Iram, que ocupa também a chefia de gabinete do prefeito Paulo Garcia (PT), foi aprovado no ano passado em concurso público do Paço em cargo de nível médio (assistente administrativo), com salário de R$ 781,41. O secretário ficou em 20º lugar, com nota 80, no concurso que oferecia 102 vagas. O certame destinaria 1.389 vagas nos diversos órgãos da administração direta e indireta da prefeitura. A maior parte dos cargos é voltada para a área da saúde.

Antes de Iram assumir interinamente a secretaria, no início de julho, as convocações do concurso ocorriam dentro do prazo previsto pelo órgão. A última chamada para a área da saúde ocorreu em junho, período em que o vereador Rogério Cruz (PRB) ainda ocupava a Secretaria de Gestão de Pessoas. Em agosto, o órgão convocou mais aprovados, mas, desta vez, apenas para analista em obras e urbanismo.carlos

Porém, o processo que prevê a convocação de 463 aprovados está parado há 80 dias na secretaria, aguardando apenas a assinatura de Iram. Neste mesmo documento está prevista a convocação do secretário e de mais 22 assistentes administrativos. Profissionais que ligaram no Departamento de Concursos e Seleção do órgão tiveram informações de próprios funcionários que o fato de Iram ser secretário e sair beneficiado com a convocação, seria o principal impedimento para a agilização do processo. “O serviço de saúde de Goiânia está sobrecarregado, faltam médicos nos Cais, as filas continuam imensas e demoradas e ninguém é chamado para exercer sua função por conta desse empecilho”, conta uma aprovada no concurso que não quis que seu nome fosse divulgado pela reportagem.

Dados fornecidos>

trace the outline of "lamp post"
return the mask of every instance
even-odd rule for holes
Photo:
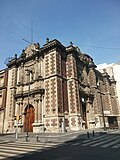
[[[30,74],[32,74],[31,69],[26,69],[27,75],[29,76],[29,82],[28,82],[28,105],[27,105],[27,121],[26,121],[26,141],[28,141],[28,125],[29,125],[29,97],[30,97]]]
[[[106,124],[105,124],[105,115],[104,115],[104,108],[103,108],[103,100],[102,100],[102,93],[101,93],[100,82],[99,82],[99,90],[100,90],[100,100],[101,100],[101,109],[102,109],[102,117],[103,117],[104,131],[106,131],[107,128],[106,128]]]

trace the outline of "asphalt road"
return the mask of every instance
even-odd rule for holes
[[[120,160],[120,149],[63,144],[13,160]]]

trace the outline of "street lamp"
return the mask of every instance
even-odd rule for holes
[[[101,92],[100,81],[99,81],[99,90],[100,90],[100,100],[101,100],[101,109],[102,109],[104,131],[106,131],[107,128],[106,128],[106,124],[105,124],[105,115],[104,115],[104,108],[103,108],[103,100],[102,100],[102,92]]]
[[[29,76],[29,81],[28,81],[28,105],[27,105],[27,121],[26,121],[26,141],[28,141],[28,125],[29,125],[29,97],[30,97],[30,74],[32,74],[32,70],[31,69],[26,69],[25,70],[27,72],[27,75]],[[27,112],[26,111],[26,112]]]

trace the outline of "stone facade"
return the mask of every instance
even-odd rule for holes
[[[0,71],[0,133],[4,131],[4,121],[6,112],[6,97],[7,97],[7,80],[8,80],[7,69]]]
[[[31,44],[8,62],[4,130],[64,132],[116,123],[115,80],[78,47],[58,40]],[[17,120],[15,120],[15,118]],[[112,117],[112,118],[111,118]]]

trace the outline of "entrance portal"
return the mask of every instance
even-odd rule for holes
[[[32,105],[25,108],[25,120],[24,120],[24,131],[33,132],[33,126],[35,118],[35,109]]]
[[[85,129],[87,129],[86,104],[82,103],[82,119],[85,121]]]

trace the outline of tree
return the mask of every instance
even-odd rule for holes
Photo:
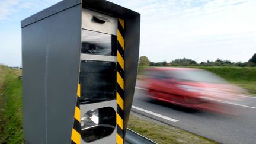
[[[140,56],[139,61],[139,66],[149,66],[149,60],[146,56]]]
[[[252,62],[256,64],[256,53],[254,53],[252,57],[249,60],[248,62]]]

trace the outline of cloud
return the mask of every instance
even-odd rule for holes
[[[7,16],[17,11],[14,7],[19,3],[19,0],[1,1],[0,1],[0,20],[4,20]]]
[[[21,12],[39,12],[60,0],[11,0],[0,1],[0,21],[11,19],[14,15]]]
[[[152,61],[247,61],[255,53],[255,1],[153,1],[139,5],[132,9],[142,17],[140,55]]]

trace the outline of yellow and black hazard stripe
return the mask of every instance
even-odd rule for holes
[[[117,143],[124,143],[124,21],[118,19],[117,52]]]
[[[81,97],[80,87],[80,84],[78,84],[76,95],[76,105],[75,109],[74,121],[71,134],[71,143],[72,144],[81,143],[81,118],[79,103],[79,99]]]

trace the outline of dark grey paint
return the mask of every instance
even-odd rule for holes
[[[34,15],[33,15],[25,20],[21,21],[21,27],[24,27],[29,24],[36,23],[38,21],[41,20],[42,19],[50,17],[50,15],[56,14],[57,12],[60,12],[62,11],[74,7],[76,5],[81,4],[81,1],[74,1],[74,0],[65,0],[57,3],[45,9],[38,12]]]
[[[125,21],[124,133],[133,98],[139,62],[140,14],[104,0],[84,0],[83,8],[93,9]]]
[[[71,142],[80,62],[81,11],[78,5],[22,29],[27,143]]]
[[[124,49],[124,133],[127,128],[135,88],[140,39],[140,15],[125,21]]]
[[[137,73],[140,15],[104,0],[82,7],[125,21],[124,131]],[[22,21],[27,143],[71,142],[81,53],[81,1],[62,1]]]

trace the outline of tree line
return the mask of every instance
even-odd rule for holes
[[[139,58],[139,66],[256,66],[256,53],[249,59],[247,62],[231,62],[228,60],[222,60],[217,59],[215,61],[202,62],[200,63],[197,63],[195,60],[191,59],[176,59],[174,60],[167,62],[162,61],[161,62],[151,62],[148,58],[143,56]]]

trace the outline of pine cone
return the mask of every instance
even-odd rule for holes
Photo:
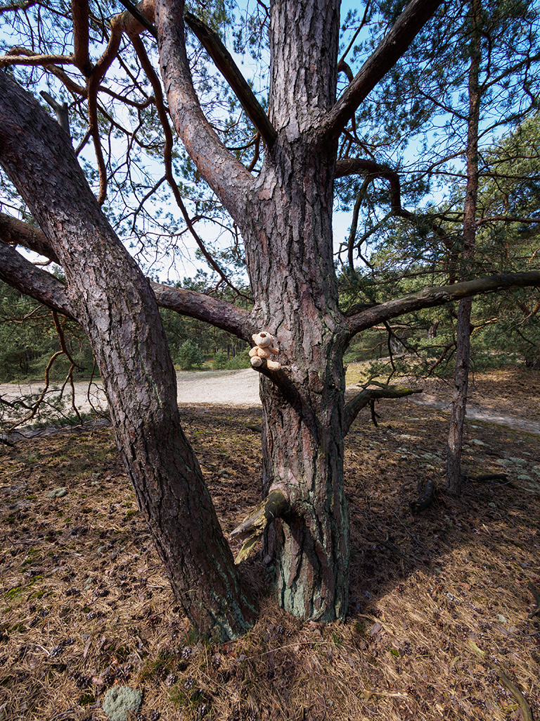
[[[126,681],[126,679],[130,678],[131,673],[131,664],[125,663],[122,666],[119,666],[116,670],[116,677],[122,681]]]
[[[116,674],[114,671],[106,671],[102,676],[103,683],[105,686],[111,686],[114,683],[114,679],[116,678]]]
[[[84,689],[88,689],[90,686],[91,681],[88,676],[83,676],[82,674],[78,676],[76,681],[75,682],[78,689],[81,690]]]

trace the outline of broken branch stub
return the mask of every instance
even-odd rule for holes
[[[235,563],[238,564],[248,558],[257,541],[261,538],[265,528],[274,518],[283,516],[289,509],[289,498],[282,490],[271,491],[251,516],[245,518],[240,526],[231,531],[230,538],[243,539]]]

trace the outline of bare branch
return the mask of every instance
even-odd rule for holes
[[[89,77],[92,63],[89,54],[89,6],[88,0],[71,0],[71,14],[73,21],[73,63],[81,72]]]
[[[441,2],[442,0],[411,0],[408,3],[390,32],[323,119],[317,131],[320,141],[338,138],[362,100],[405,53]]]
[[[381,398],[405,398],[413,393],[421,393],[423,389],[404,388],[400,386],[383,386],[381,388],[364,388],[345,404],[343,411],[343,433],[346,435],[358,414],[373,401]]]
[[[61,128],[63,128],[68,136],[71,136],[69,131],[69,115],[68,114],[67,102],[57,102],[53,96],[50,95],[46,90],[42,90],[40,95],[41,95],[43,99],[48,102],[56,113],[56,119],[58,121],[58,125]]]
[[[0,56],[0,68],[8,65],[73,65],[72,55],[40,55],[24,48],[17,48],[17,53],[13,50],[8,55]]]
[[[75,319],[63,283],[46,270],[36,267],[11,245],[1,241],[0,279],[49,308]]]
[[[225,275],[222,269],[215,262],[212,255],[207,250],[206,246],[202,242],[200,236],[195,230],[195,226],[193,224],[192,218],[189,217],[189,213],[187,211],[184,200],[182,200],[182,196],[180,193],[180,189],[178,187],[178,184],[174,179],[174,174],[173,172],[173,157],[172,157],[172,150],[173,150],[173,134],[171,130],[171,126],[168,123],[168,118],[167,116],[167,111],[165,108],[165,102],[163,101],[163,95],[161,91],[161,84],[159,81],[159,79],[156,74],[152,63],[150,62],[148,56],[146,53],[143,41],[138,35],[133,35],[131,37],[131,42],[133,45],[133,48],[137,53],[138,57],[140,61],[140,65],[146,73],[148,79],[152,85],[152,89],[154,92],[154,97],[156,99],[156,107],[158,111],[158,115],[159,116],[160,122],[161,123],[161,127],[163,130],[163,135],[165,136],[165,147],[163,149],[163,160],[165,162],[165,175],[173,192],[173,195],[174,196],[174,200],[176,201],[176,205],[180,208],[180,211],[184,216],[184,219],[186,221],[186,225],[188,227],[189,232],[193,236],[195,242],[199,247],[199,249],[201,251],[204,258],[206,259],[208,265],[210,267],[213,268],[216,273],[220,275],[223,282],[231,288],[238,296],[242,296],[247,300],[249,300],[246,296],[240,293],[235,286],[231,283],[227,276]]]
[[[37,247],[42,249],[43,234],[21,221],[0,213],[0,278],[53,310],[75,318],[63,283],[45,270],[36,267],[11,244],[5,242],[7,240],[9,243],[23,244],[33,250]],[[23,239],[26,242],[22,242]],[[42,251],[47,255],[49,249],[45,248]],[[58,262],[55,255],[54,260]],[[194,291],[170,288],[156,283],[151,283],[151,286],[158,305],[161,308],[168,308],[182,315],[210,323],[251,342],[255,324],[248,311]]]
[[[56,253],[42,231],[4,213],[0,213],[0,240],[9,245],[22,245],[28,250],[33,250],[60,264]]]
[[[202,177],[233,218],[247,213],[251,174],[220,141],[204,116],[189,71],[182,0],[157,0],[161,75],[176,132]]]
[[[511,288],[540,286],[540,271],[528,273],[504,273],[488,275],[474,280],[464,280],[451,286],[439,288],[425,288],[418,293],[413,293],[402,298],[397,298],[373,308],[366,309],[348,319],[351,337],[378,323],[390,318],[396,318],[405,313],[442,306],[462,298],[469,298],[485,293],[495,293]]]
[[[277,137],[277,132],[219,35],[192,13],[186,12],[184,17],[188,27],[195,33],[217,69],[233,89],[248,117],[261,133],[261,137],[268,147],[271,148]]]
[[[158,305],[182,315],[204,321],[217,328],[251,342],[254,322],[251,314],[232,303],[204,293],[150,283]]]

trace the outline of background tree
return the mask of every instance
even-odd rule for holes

Tarefa 1>
Responda com base no documento de origem:
(a) Em que colocação e com que nota Iram foi aprovado no concurso?
(b) Qual é o salário do cargo de assistente administrativo?
(c) Há quantos dias o processo que prevê a convocação de 463 aprovados está parado?
Tarefa 2>
Segundo o documento de origem, por que o processo de convocação dos 463 aprovados não avança? Explique em uma a três frases.
Os itens não são necessários para realizar as tarefas.

Sua resposta 1>
(a) Em 20º lugar, com nota 80.
(b) R$ 781,41.
(c) Há 80 dias.

Sua resposta 2>
O processo aguarda apenas a assinatura de Iram, e o mesmo documento prevê a convocação do próprio secretário e de mais 22 assistentes administrativos. Segundo funcionários do Departamento de Concursos e Seleção, o principal impedimento para agilizar o processo seria o fato de Iram ser secretário e sair beneficiado com a convocação.